[Exercise requirements]:
A - Answer these questions from the nontoxic shot thread, each on its own line and labeled the same way:
(i) What size and length of shells is the first poster looking for?
(ii) What kind of choke does the poster's Remington Wingmaster have?
(iii) About how many pellets does the 1 1/8 oz loading of Federal Heavyweight 7s hold?
B - Rewrite the paragraph starting "Yes, my remington wingmaster is chambered" from the nontoxic shot thread as a short bulleted list that keeps its main facts.
C - In the nontoxic shot thread, why does the last reply expect the Federal Heavyweight 7s to impress the poster even more than the Prairie Storm load? Answer in one to three sentences.
╭─ Quoted passage
# Nontoxic shot



## matt76cmich (Jan 25, 2011)

I am going to be hunting in an area where I have to use Federally approved non-toxic shot and I am having trouble finding shells for my shotgun. I am looking for 2 3/4" 20 gauge shells. If anyone knows where I could find any please let me know, I would really appreciate it. The shells I used last year were a pheasant load and since they were sponsored by pheasants forever I though they were ok to use, but they contain lead.

Thanks in advance.

Matt


----------



## DEDGOOSE (Jan 19, 2007)

Is your gun only chambered for 2 3/4???

If it is I would encourage you to try the Federal Heavyweight 2 3/4 1 1/8 oz 7s.. The Federal 7s will outpenetrate lead 5s at all ranges.. The 1 1/8 loading will have roughly 247 pellets.. 

What choke are you shooting? IF you are shooting a fixed choke gun, the Flight Control Wad should serve to help you tighten your patterns.. 

I think you will be surprised at the increase in pattern density coupling the 7s with the Heavier than lead shot.


----------



## matt76cmich (Jan 25, 2011)

Yes, my remington wingmaster is chambered in 2 3/4". I was told it was 3", but after shooting a 3"shell, it would not eject unless i used my knife to pry it out. The gun also has a fixed choke (modified). I know its not the best choke, but I like to get up close and personal with the game (big bow hunter). I would actually rather use my bow, but for turkeys I like to run and gun and found the shotgun is much easier for it on public land. I was able to get my first turkey last year with the number 5 shot prairie storm pheasant load from federal, but after looking more into it, those are not on the approved list.

I will have to check out the Federal Heavyweight. Thanks for the quick response.


----------



## DEDGOOSE (Jan 19, 2007)

matt76cmich said:


> Yes, my remington wingmaster is chambered in 2 3/4". I was told it was 3", but after shooting a 3"shell, it would not eject unless i used my knife to pry it out. The gun also has a fixed choke (modified). I know its not the best choke, but I like to get up close and personal with the game (big bow hunter). I would actually rather use my bow, but for turkeys I like to run and gun and found the shotgun is much easier for it on public land. I was able to get my first turkey last year with the number 5 shot prairie storm pheasant load from federal, but after looking more into it, those are not on the approved list.
> 
> I will have to check out the Federal Heavyweight. Thanks for the quick response.


The federal would be the way to go not only for the areas for non tox only but for all areas.. If you shot the prairie storm and had good results than your gun liked the Flight Control wad, the 7s in the heavyweight should only impress you more raising total pellet count from 171 to 247..
╰─
╭─ Dataset extract
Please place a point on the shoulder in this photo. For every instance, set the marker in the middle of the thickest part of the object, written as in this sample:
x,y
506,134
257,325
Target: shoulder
╰─
╭─ Dataset extract
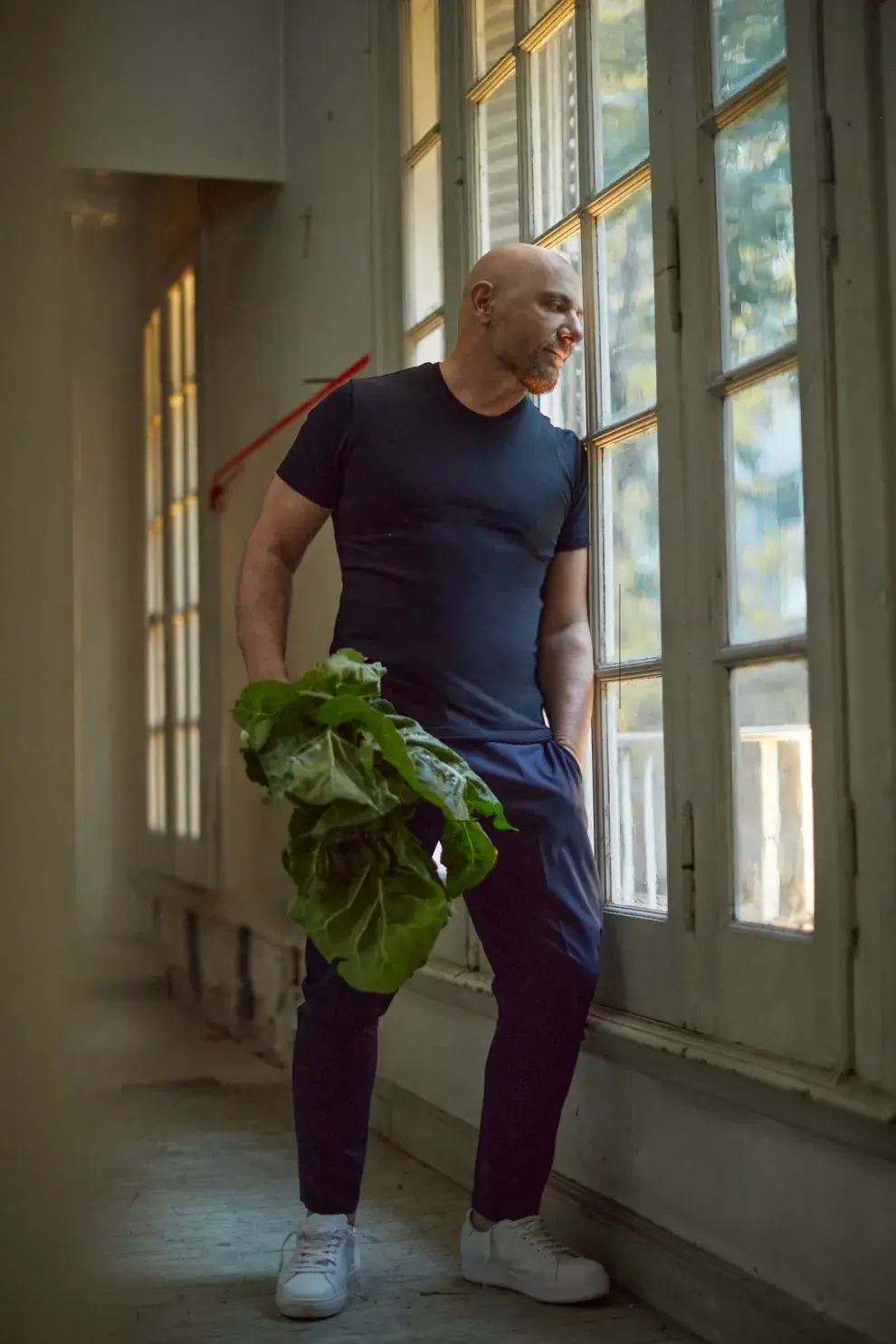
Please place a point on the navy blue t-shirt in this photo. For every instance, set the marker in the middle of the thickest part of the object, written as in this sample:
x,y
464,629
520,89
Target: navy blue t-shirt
╰─
╭─ Dataset extract
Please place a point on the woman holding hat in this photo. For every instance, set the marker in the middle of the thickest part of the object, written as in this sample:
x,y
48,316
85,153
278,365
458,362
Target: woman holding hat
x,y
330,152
╰─
[Task answers]:
A -
(i) 2 3/4" 20 gauge shells.
(ii) A fixed modified choke.
(iii) Roughly 247 pellets.

B -
- The Remington Wingmaster is chambered in 2 3/4". The poster was told it was 3", but a fired 3" shell would not eject until it was pried out with a knife.
- The gun has a fixed modified choke. The poster knows it is not the best choke but likes to get close to game.
- The poster is a big bow hunter and would rather use a bow. For turkeys, though, the shotgun is much easier for running and gunning on public land.
- The poster's first turkey was taken last year with Federal's number 5 shot Prairie Storm pheasant load, which is not on the approved list.

C - Good results with the Prairie Storm load would mean the gun liked the Flight Control wad. The Heavyweight 7s use that same wad and raise the total pellet count from 171 to 247.